> TASK REQUIREMENTS
From the entries, copy each line that includes "sauce".

________

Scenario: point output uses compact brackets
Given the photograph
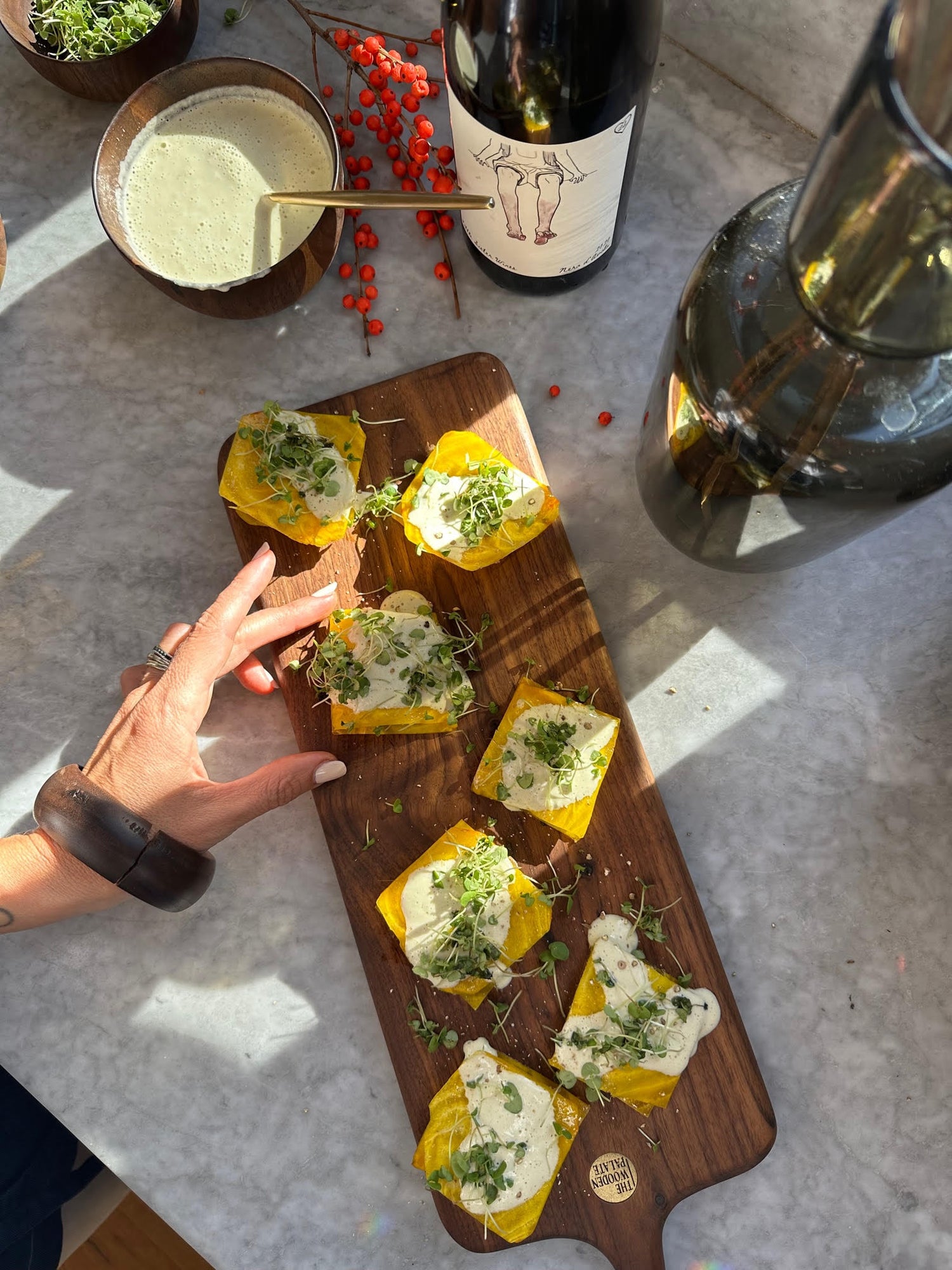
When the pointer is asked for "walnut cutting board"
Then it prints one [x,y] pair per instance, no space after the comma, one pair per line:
[720,1121]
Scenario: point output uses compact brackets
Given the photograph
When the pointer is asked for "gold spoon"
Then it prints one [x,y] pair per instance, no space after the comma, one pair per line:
[411,200]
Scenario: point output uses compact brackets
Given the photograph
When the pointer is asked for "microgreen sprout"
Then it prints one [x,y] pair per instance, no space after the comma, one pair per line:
[483,500]
[431,674]
[83,31]
[427,1029]
[649,920]
[502,1010]
[293,460]
[234,16]
[466,946]
[552,891]
[649,1140]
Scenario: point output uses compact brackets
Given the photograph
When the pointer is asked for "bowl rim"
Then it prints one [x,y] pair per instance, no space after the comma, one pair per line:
[176,70]
[111,59]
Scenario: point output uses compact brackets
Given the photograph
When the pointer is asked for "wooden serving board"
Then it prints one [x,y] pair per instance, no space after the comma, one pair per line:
[720,1121]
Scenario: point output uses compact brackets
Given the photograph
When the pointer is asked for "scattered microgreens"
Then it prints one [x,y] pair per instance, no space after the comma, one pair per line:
[552,891]
[432,675]
[479,1168]
[427,1031]
[592,1080]
[234,16]
[293,462]
[513,1099]
[649,920]
[643,1028]
[550,956]
[502,1010]
[653,1144]
[550,745]
[464,947]
[83,31]
[484,500]
[583,695]
[374,505]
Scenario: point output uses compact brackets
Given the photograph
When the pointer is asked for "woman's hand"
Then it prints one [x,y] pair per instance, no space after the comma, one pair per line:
[149,756]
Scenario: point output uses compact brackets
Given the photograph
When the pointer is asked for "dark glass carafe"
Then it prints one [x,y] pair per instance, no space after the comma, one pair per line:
[804,394]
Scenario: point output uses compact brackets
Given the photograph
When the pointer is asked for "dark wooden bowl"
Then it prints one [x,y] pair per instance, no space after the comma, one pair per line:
[290,279]
[107,79]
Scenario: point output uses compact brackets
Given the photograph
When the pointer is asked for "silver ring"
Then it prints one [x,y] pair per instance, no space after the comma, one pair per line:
[159,660]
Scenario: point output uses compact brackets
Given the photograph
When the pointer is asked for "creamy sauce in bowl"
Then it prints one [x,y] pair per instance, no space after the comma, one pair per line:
[194,185]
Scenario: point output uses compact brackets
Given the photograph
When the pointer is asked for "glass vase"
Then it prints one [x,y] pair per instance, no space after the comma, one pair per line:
[804,394]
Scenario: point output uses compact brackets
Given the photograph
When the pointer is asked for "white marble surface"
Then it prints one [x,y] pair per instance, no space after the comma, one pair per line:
[228,1062]
[798,55]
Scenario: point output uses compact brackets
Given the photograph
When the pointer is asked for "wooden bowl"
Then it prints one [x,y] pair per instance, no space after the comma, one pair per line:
[290,279]
[107,79]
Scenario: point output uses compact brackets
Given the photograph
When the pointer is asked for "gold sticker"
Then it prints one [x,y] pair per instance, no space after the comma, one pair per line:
[614,1179]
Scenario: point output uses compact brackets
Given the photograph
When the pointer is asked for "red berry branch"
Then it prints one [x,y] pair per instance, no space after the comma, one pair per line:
[404,133]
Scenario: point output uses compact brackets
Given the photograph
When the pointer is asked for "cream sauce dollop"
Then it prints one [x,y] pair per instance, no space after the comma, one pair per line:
[531,1128]
[326,507]
[546,791]
[192,187]
[428,910]
[614,942]
[439,520]
[420,634]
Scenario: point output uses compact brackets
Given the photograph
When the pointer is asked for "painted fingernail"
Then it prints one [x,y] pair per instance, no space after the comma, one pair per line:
[331,772]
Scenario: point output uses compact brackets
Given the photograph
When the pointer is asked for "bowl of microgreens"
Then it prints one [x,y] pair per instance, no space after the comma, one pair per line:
[102,50]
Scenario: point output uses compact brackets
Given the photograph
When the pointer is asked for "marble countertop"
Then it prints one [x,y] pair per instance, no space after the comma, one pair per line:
[228,1062]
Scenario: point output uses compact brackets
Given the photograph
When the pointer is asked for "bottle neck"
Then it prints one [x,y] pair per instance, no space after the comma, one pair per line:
[870,243]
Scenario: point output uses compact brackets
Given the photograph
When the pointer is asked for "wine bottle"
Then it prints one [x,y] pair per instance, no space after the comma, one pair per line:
[548,102]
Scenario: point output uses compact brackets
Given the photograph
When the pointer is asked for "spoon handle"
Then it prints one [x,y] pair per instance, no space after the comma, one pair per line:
[374,200]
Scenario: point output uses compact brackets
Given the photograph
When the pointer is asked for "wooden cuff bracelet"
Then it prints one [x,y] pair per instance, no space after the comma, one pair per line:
[119,845]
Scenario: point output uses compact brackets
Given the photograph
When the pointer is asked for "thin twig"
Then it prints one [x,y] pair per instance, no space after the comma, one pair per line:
[450,266]
[375,31]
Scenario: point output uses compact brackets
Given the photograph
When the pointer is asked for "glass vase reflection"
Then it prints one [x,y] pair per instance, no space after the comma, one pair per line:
[804,394]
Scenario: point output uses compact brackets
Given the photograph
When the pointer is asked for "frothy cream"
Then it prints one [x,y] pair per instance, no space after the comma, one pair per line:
[195,181]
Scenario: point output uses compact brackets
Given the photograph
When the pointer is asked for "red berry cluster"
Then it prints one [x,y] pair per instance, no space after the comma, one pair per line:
[387,74]
[394,87]
[365,238]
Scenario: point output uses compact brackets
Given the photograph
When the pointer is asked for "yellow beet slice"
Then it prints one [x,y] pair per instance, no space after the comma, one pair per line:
[640,1088]
[451,457]
[252,498]
[573,820]
[527,924]
[442,1136]
[400,719]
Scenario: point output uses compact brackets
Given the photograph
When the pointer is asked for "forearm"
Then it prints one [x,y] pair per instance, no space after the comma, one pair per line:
[41,883]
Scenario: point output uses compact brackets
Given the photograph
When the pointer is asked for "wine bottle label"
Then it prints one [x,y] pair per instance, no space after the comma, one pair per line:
[557,205]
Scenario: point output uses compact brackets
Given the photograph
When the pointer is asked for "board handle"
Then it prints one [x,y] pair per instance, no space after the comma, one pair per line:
[642,1250]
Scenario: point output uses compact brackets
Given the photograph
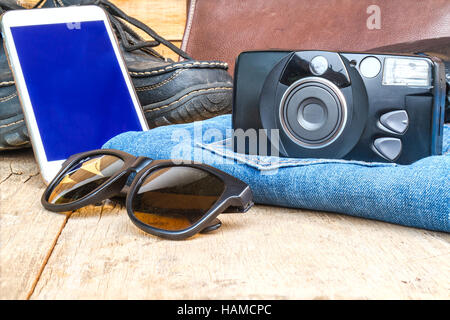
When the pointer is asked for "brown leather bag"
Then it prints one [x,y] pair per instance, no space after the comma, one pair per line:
[221,29]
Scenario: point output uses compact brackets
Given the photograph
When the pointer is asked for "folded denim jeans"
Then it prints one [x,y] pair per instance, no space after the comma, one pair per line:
[416,195]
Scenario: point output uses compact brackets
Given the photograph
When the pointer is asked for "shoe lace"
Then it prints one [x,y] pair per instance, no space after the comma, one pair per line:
[129,39]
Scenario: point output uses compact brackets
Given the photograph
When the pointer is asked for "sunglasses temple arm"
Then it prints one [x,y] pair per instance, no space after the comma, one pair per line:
[214,225]
[241,203]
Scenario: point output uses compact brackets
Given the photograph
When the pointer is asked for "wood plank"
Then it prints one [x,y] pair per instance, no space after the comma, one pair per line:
[28,231]
[166,17]
[266,253]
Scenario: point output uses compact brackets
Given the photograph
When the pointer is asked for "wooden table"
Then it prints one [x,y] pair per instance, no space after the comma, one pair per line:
[97,253]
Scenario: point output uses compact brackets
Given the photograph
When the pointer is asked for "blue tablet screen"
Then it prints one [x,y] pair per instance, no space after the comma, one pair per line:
[77,90]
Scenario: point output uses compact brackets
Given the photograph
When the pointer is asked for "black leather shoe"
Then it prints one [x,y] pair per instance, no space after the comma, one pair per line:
[169,92]
[13,132]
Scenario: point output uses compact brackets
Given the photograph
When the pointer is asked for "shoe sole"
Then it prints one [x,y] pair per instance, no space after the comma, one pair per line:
[192,105]
[14,133]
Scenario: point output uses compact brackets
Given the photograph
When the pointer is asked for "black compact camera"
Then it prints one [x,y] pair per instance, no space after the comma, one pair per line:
[321,104]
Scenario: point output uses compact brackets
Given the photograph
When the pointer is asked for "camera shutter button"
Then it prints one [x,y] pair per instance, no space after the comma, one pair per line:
[396,121]
[388,148]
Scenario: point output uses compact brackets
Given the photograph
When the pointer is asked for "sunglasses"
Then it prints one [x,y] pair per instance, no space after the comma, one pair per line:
[174,201]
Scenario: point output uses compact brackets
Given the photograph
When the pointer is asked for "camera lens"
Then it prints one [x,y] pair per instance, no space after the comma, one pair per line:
[313,112]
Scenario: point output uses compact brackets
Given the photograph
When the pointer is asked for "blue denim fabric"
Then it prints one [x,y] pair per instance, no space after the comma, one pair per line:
[416,195]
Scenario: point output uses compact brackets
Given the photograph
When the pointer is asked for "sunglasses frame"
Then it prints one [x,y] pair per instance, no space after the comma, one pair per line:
[236,196]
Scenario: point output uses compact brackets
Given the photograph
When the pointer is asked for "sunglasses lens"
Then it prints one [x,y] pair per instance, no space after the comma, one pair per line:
[84,177]
[175,198]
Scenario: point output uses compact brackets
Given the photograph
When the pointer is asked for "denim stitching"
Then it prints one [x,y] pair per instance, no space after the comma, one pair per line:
[219,148]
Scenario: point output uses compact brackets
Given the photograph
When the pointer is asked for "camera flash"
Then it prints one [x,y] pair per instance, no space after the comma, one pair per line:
[406,72]
[319,65]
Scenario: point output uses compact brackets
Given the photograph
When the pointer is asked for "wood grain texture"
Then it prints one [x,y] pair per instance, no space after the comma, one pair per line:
[268,252]
[27,231]
[166,17]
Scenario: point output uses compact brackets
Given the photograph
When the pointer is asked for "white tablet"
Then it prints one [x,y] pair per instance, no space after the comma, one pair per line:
[72,81]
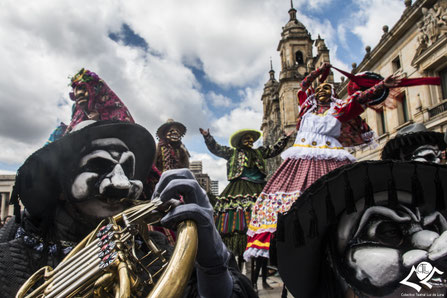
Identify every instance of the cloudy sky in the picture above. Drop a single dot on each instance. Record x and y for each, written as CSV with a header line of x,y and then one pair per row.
x,y
200,62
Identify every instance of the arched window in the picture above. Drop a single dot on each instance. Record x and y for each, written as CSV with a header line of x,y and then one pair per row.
x,y
299,57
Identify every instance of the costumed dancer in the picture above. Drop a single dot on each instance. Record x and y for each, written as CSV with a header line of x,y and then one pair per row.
x,y
72,184
368,229
171,152
246,173
326,125
95,100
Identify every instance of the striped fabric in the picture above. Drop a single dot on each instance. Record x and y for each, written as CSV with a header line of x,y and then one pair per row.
x,y
284,188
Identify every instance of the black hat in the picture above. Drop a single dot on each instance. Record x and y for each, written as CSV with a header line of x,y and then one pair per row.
x,y
411,137
164,128
39,180
303,230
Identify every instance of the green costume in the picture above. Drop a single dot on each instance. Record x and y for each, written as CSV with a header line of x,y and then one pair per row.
x,y
246,171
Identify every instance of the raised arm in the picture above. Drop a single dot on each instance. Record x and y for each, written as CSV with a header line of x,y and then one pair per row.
x,y
215,148
277,148
360,100
312,76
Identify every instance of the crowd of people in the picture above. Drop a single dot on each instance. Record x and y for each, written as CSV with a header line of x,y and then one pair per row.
x,y
319,218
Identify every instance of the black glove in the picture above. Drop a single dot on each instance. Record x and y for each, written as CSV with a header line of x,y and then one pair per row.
x,y
214,279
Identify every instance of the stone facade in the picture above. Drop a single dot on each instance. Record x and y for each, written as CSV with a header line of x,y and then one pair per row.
x,y
415,47
6,184
280,104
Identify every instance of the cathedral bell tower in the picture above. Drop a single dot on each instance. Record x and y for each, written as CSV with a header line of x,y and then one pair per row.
x,y
279,99
295,50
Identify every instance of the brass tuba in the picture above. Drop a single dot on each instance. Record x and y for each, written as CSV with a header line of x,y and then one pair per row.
x,y
109,262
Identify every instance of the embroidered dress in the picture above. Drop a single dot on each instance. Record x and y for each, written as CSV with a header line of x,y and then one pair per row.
x,y
246,173
319,148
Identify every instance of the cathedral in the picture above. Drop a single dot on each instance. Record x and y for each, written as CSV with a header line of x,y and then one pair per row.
x,y
280,104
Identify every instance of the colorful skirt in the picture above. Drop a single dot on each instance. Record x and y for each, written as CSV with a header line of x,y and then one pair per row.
x,y
283,188
233,210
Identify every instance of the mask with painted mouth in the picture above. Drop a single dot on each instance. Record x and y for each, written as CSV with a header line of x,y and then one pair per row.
x,y
103,185
378,248
247,141
323,93
81,96
174,135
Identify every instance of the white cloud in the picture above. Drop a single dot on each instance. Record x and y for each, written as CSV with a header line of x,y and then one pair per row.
x,y
218,100
372,16
214,166
45,41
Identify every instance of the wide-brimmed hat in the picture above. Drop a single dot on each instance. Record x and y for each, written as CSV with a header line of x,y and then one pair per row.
x,y
237,136
409,138
39,181
164,128
302,232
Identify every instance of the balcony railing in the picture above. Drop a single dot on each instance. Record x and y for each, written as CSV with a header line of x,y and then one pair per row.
x,y
438,109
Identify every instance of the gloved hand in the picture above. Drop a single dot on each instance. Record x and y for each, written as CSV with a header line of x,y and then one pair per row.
x,y
214,279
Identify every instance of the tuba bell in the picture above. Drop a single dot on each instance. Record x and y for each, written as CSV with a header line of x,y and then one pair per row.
x,y
118,258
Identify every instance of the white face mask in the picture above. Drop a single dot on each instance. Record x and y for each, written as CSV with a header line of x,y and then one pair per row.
x,y
380,246
103,185
427,153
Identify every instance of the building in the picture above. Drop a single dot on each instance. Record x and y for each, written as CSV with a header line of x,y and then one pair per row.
x,y
6,184
203,178
416,47
280,106
196,167
215,187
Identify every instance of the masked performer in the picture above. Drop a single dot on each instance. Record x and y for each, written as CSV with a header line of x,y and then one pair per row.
x,y
415,142
71,184
326,125
171,153
370,229
94,100
246,173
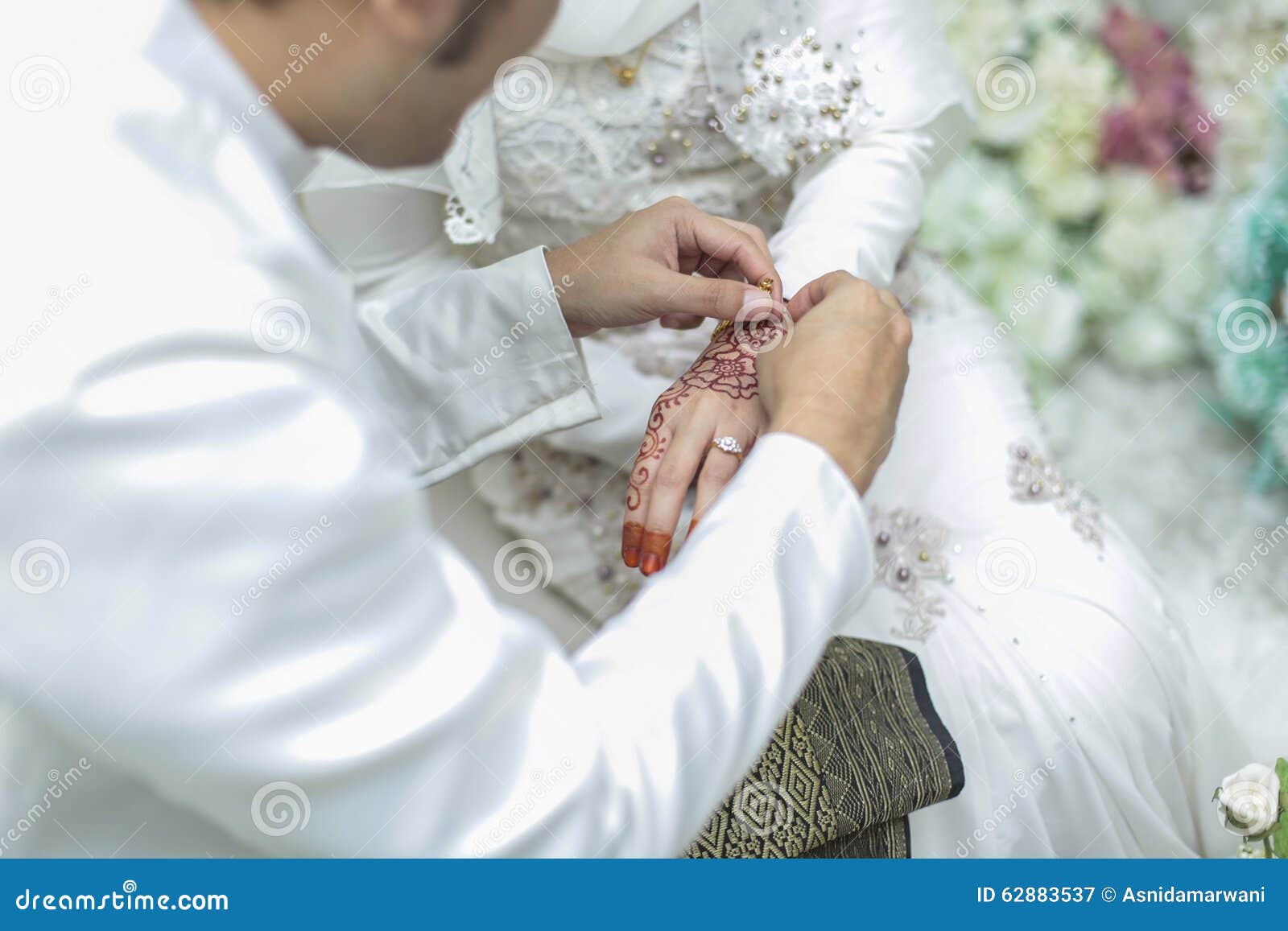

________

> RESPONSE AREA
When the pointer is asked for "creamy sauce in bowl"
When the pointer is asked for "cream sauce dollop"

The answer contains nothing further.